▶ [GIVEN REQUEST]
Find every line in the listing below that contains the word "metal", and copy each of those lines.

** BEGIN MATERIAL PROVIDED **

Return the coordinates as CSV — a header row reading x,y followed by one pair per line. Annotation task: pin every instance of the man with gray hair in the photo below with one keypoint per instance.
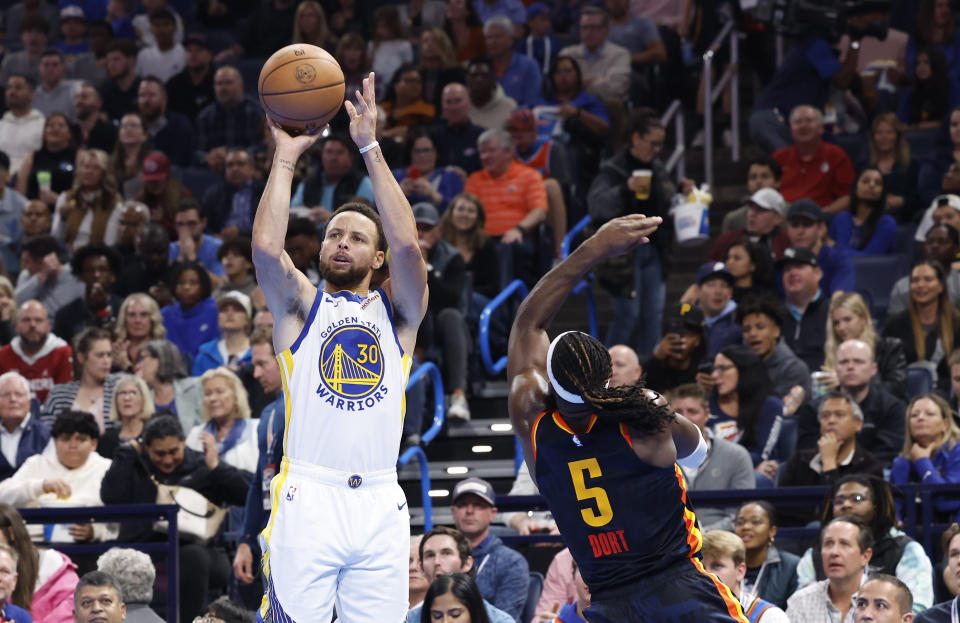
x,y
134,574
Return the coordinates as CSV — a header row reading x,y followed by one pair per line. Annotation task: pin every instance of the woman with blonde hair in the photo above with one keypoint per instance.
x,y
90,211
130,407
849,319
930,452
138,321
227,424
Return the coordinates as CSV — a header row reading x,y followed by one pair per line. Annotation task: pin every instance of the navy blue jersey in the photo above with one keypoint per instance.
x,y
623,519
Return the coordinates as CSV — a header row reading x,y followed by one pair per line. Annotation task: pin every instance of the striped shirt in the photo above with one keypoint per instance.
x,y
509,198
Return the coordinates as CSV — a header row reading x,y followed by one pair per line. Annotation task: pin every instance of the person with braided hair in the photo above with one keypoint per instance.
x,y
605,458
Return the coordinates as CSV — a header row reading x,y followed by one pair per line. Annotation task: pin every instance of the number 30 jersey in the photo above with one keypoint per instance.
x,y
622,518
343,381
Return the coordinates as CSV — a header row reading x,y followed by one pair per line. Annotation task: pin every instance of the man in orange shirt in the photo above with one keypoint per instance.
x,y
514,199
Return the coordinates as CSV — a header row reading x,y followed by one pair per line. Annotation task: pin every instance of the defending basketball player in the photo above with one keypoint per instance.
x,y
605,457
339,529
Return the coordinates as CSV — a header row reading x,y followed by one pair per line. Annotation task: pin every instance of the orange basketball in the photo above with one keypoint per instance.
x,y
301,87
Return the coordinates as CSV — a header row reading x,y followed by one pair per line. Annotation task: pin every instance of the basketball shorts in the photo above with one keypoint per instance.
x,y
335,538
682,593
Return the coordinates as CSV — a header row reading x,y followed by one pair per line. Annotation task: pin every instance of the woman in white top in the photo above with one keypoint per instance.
x,y
90,211
226,413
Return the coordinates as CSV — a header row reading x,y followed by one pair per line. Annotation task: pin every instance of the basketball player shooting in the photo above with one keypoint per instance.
x,y
339,529
605,458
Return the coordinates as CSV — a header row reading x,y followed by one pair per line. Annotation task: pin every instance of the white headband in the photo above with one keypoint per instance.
x,y
568,396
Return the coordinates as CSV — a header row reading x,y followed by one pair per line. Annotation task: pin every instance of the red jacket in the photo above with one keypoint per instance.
x,y
52,365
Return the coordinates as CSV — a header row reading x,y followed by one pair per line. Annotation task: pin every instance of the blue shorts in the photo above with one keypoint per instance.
x,y
682,593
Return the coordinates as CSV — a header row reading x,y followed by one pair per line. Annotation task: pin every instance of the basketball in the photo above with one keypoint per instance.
x,y
301,87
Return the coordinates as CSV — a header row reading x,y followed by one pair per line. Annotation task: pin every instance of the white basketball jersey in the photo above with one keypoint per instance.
x,y
344,381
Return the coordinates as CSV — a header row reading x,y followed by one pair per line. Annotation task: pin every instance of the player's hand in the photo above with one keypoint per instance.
x,y
623,234
243,564
363,113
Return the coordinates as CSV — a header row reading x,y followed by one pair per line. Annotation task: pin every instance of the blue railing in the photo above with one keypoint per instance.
x,y
496,367
439,409
120,513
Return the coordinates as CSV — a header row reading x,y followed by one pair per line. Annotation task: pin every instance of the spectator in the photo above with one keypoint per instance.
x,y
942,244
765,213
41,357
606,65
719,309
404,103
163,458
53,163
883,412
134,574
444,325
761,321
515,201
170,132
165,57
771,572
456,135
446,551
678,354
235,255
727,466
161,367
868,500
93,389
850,320
930,328
616,192
74,473
90,211
813,168
121,88
192,320
95,131
864,228
742,409
807,227
191,90
128,154
131,406
230,121
46,577
490,106
725,555
847,548
24,434
54,93
930,452
807,307
335,181
194,245
232,349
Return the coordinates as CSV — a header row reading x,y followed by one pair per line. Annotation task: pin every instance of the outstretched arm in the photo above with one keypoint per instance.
x,y
288,292
407,285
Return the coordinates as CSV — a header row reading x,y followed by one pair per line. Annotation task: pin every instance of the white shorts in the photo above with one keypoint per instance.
x,y
335,537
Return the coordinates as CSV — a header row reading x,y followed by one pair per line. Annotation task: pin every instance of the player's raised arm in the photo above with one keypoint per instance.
x,y
407,286
288,292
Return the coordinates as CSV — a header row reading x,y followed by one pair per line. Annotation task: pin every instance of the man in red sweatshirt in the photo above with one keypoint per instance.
x,y
43,358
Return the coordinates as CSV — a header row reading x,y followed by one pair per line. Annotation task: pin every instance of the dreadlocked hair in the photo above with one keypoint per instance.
x,y
581,365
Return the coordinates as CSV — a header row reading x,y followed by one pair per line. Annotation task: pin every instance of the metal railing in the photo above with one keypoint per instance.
x,y
711,92
439,408
120,513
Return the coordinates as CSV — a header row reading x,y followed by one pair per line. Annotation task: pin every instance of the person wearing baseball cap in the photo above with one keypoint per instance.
x,y
232,349
805,327
502,573
718,307
807,227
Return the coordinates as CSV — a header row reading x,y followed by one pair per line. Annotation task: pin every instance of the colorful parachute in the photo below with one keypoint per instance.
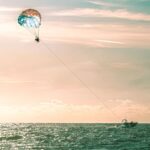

** END MATERIAL PROVIDED **

▶ [FINISHED TASK]
Return the coordinates as CSV — a header row reading x,y followed by one pair per line. Annotation task: pin every instance of the metal railing in the photo above with one keypoint per instance.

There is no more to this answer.